--- START ---

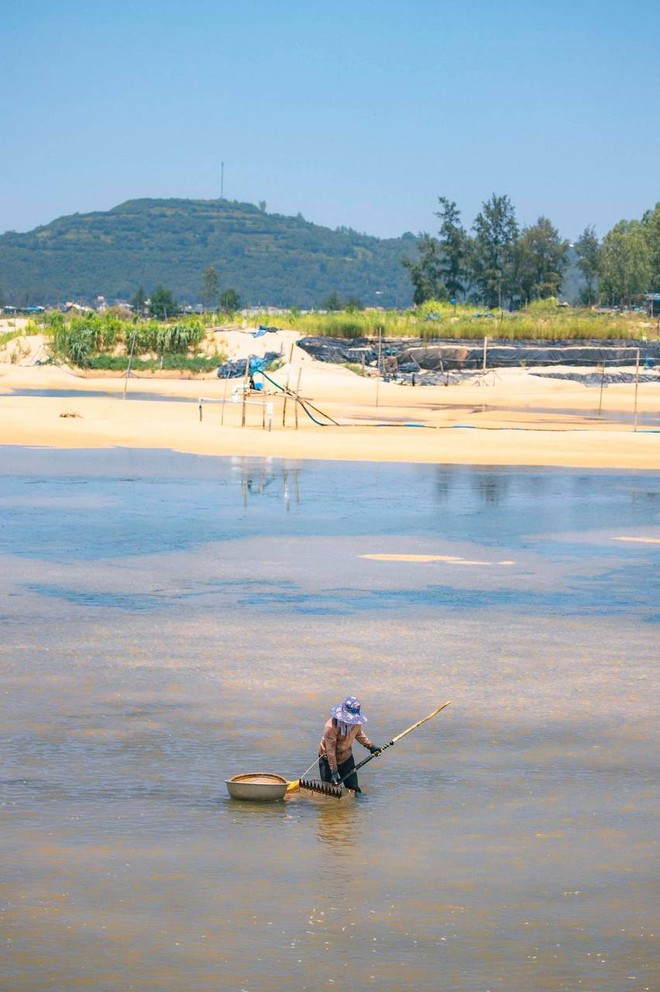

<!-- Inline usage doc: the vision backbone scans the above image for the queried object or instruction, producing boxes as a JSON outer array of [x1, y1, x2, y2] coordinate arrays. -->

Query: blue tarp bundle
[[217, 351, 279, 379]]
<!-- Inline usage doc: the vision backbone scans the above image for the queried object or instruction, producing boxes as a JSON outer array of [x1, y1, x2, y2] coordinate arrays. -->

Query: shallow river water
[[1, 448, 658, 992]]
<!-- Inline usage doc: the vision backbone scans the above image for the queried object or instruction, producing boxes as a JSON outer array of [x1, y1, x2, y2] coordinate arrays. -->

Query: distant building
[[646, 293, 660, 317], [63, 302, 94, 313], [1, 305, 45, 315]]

--- END ---

> [Task description]: What is needed is every record above printed exactly, with no pictures.

> [Reply to the task]:
<!-- Inline usage doc: the vision backbone scans the above image for the queried object or instruction, producing boxes as a JSON outer array of [x1, y1, x2, y2] coordinate arrays. -->

Query: blue tarp bundle
[[217, 351, 279, 379]]
<!-- Inline usage doc: the vision backbone scans the above image for the queried object or instruction, producing boxes as a JSON outer array of [x1, y1, x2, y2] coordinate arrays. -->

Query: shallow river water
[[1, 448, 658, 992]]
<!-- Inline usage doc: the vision backbone scans the above image for the queried object or instruction, producing boxes as a JSON outer array of [x1, y1, x2, y2] coordinate arrays. -->

Query: distant building
[[646, 293, 660, 317], [63, 302, 94, 313], [1, 305, 45, 315]]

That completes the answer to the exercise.